Start of Given data

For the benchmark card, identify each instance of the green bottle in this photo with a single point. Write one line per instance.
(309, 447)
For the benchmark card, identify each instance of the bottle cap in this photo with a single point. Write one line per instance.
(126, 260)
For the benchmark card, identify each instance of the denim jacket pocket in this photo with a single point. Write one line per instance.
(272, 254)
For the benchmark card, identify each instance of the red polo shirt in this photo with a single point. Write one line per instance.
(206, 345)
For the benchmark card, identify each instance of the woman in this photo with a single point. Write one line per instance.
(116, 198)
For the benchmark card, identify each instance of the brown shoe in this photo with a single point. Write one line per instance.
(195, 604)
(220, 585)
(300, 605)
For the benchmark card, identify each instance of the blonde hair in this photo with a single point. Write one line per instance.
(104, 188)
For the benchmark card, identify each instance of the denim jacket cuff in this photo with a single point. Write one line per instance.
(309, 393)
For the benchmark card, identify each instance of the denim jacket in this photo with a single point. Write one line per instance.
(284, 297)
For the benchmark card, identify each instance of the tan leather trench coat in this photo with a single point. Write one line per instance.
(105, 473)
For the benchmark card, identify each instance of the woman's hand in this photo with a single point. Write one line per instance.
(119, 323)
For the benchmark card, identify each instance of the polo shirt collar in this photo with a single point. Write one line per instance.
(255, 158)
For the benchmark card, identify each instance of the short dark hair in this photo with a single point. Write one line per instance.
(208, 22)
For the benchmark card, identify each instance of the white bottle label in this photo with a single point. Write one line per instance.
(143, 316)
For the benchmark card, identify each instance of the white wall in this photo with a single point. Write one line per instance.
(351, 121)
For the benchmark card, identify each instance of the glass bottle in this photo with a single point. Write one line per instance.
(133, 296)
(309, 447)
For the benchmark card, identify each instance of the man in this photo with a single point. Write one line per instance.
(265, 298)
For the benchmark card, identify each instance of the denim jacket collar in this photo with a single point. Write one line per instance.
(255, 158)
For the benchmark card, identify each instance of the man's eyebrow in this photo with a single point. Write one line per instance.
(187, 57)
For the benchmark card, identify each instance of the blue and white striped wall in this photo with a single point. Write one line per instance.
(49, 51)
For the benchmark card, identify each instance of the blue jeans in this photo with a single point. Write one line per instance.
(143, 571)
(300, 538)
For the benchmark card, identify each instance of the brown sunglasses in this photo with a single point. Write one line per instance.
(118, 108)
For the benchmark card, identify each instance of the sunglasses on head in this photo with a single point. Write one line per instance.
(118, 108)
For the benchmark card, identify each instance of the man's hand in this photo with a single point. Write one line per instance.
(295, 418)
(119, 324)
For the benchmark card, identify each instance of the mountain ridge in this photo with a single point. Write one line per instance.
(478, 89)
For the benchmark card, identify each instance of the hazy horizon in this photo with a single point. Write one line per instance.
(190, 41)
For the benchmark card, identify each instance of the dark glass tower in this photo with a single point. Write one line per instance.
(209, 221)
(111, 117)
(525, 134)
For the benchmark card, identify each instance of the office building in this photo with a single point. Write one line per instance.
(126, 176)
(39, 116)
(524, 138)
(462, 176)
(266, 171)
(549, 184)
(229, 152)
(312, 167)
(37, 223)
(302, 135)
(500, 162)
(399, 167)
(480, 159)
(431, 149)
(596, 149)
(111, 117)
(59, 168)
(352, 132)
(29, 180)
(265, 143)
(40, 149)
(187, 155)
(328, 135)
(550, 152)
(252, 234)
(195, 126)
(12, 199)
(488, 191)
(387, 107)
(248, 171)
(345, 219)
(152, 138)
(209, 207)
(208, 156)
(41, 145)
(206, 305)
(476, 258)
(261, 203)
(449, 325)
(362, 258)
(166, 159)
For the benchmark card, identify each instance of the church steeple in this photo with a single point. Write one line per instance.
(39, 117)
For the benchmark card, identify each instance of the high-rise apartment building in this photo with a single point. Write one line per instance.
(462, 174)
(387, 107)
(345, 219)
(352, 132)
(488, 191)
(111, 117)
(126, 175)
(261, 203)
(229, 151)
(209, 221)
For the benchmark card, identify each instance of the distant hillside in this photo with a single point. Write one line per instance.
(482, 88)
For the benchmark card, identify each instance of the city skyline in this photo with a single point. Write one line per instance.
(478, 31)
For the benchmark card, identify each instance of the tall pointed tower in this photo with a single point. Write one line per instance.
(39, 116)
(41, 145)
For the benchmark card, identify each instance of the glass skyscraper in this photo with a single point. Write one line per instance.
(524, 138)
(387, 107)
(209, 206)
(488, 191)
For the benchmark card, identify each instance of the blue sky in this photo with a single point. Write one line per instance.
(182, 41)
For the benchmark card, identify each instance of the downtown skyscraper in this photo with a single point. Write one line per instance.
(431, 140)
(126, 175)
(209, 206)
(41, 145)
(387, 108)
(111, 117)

End of Given data

**Set exercise**
Output each record exactly, leaving nothing out.

**Answer to this exercise**
For the benchmark card, identify each instance of the green bottle in this photo with a single point. Write one line per instance.
(309, 447)
For the benchmark card, identify each instance of the bottle cap in this photo with a single point. Write one line per instance.
(126, 260)
For the benchmark card, identify each instance of the denim jacket pocket in this photo with a single point. Write one line per instance.
(272, 254)
For the benchmark card, identify each instance of the red polo shirt in this photo with a single point. Write one line per instance.
(206, 345)
For the benchmark card, identify each instance of the woman in this photo with a single point. Write one line per instance.
(116, 198)
For the benchmark card, identify each instance of the brown shoe in this photo with a single point. Write one line per instance.
(195, 604)
(220, 585)
(300, 605)
For the benchmark card, identify each instance of the blonde hair in this photo with a single point. Write one line per instance.
(104, 188)
For the benchmark card, identify each instance of the denim jacket cuff in this photo with a single point. Write one line per instance.
(309, 393)
For the benchmark card, identify each instance of the denim jacket in this photo with a single point. Write one line per instance.
(284, 297)
For the benchmark card, identify each instance of the tan leather trench coat in this photo with a single point. Write one line per instance.
(105, 473)
For the benchmark card, identify each instance of the woman's hand in this photo with a single point. Write one line per instance.
(119, 323)
For the benchmark card, identify each instance of the polo shirt collar in this photo with a single point. Write one line per instance.
(255, 158)
For the benchmark card, identify each instance of the short dark hair in this photo with a single point. Write one line per instance.
(208, 22)
For the benchmark card, identify each instance of the white bottle label in this photo with a single point. Write one line per instance.
(143, 316)
For the benchmark card, identify each instance of the white wall in this photo with a single point. Write one line per instance.
(351, 121)
For the benchmark card, identify each instance of the glass bottle in this photo with a single point. Write one line per instance.
(133, 296)
(309, 447)
For the benchmark card, identify each instance of the man in this photo with a single point. Write one line per instance.
(265, 298)
For the benchmark card, identify each instance of the denim jacket collar in this photo with a single point. Write one line per instance.
(255, 158)
For the benchmark card, identify each instance of the man's eyebrow in this photo with a single point. Write one line per instance.
(187, 57)
For the benchmark card, identify each instance of the blue and white striped wall in this photo with a single point. Write one line per instance.
(49, 51)
For the benchmark card, identify each instance of the blue jeans in this photo with a single point. Write one line per instance.
(143, 571)
(300, 538)
For the benchmark card, identify each instance of the brown sunglasses in this photo with a single point. Write one line per instance.
(118, 108)
For the benchmark card, identify each instance of the sunglasses on head in this photo with a single point. Write one line per instance.
(118, 108)
For the benchmark card, identify each instance of the man's hand in this photo with a single point. Write one line per instance.
(295, 418)
(119, 324)
For the benchmark card, identify each instance of the mountain ridge in this photo with a single point. Write one line per instance.
(478, 89)
For the benchmark card, identify each instance of the hazy horizon in this photo with a single point. Write one line per instance.
(190, 41)
For the benchmark card, identify each instance of the dark glass tower in this photo with a single point. Write one line per instance.
(209, 221)
(111, 117)
(525, 134)
For the benchmark card, identify each instance of the office building in this photo with a single point. Write one line per instance.
(126, 176)
(39, 116)
(524, 138)
(462, 176)
(266, 171)
(549, 184)
(229, 152)
(312, 167)
(37, 223)
(302, 135)
(500, 162)
(399, 167)
(480, 159)
(431, 149)
(596, 149)
(111, 117)
(59, 168)
(352, 132)
(29, 180)
(265, 143)
(40, 149)
(187, 155)
(328, 135)
(550, 152)
(252, 234)
(195, 126)
(12, 199)
(488, 191)
(387, 107)
(248, 171)
(345, 219)
(152, 138)
(209, 207)
(208, 156)
(41, 145)
(206, 305)
(476, 258)
(261, 203)
(449, 325)
(362, 258)
(166, 159)
For the benchmark card, identify each instance of the church steeple in this photo with a single point. Write one line per instance.
(39, 117)
For the benchmark card, identify each instance of the high-rise apartment building in this photo with a single point. Write one line per instance.
(462, 174)
(387, 107)
(345, 219)
(352, 132)
(488, 191)
(111, 117)
(126, 175)
(261, 203)
(229, 151)
(209, 221)
For the benchmark card, identify each instance of the distant hillside in this photo with a single point. Write one line per instance.
(482, 88)
For the benchmark card, identify each instance of the city skyline in this photo with a single point. Write one line per instance.
(478, 31)
For the benchmark card, identify each instance of the tall pointed tower in this photo with a single point. Write one line per instance.
(39, 116)
(41, 145)
For the benchmark card, identify each instance of the glass skyscraper in this photo with a single point. Write one line per instance.
(524, 138)
(387, 107)
(209, 206)
(488, 191)
For the benchmark card, identify each instance of the blue sky in this photo with a single point. Write one line per instance.
(182, 41)
For the benchmark card, identify each instance of the downtown skyscraper in this photo with a single point. Write one line per instance.
(431, 140)
(126, 175)
(209, 206)
(41, 145)
(387, 108)
(111, 117)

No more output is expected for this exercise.